─── Source text

In engineering, enlightened trial and error, not the planning of flawless intellects, has brought most advances; this is why engineers build prototypes.

This follows on a paragraph where Drexler discusses how many (not all) technological discoveries are “sheer accident”. Again, another encouragement for pushing forward with AMPEL whose purpose is to build, test, document, and improve methods of technology through prototyping.

This is not to say that the design and prototyping will be done in a “purposeless” fashion or by taking shots in the dark. Deliberate testing and design are staples, but much of the experimentation is “going where no man has gone before” and testing methods/materials which are new. The leap of faith and “taking a shot in the dark” mentality is essential to fearless testing.

Not only do engineers accumulate designs that work, they accumulate design methods that work… As Alfred North Whitehead stated, “The greatest invention of the nineteenth century was the invention of the method of invention.”

This points us back up to the earlier paragraph about the value not of replications, but of replicators. Value comes from methods, not objects. Documentation is how we preserve the correct methods for others to follow.

…tools can’t become part of your design process if you don’t know what is available and what the various tools do.

I read the word “tools” and I see the term “methods”. A prime example of this is my endeavor to learn any CAD program which I come across. In doing so, I’ve built my own “toolbox” which I can open up and use to solve most any problem which comes my way. Further, as the number of methods at my disposal grows I seem to find more and better problems to solve. It is a self-perpetuating cycle.

This principle is practically applied through AMPEL, as one of the main goals is to document methods of additive manufacture and democratize the knowledge. I believe that this will help accelerate the world of additive manufacturing and thus the future of manufacturing. Since this technology is perhaps the most fantastic form of replication which humans have at their disposal, in theory this will be a significant contributor to human evolution.

In an era when science and technology regularly present facts that are both new and trustworthy, a rigid mental immune system becomes a dangerous handicap.

This sentence comes almost out of the blue in this piece, but Drexler has taken the last couple pages to discuss the idea of memes and memetics. Just as genes allow the transfer of genetic information from creature to creature, memes allow the transfer of memories, or memetic information, from creature to creature. Likened to infective viruses, memes easily sway the opinion and then actions of those with a weak mental immune system.

A rigid mental immune system has been historically valued from an evolutionary standpoint (don’t eat this root until it’s been cooked; stay away from that pond, crocodiles live there), thus the value placed on bards or storytellers in early human societies. The quote above points out the changing times which have accelerated the pace of discovery and documentation. Rejection of the new is no longer the wisest move for survival; tried and true methods, though useful, might leave you in the dust.

──────
─── Available data

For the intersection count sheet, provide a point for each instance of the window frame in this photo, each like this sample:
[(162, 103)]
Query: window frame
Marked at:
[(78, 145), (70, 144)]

──────

§ **Work order 1**
Determine whether each statement agrees with the Drexler commentary, answering yes or no and quoting the deciding words. (a) AMPEL's purpose includes building, testing, documenting, and improving methods of technology through prototyping. (b) The Whitehead quotation names the method of invention as the greatest invention of the eighteenth century. (c) A rigid mental immune system has been historically valued from an evolutionary standpoint.
§ **Work order 2**
According to the Drexler commentary, what does the writer try to learn when building a personal "toolbox"?
§ **Work order 3**
Output the stretch of the Drexler commentary from "This points us" through "a self-perpetuating cycle.".

§ **Reply 1**
(a) Yes: "whose purpose is to build, test, document, and improve methods of technology through prototyping"
(b) No: "The greatest invention of the nineteenth century was the invention of the method of invention."
(c) Yes: "A rigid mental immune system has been historically valued from an evolutionary standpoint"

§ **Reply 2**
Any CAD program the writer comes across.

§ **Reply 3**
This points us back up to the earlier paragraph about the value not of replications, but of replicators. Value comes from methods, not objects. Documentation is how we preserve the correct methods for others to follow.

…tools can’t become part of your design process if you don’t know what is available and what the various tools do.

I read the word “tools” and I see the term “methods”. A prime example of this is my endeavor to learn any CAD program which I come across. In doing so, I’ve built my own “toolbox” which I can open up and use to solve most any problem which comes my way. Further, as the number of methods at my disposal grows I seem to find more and better problems to solve. It is a self-perpetuating cycle.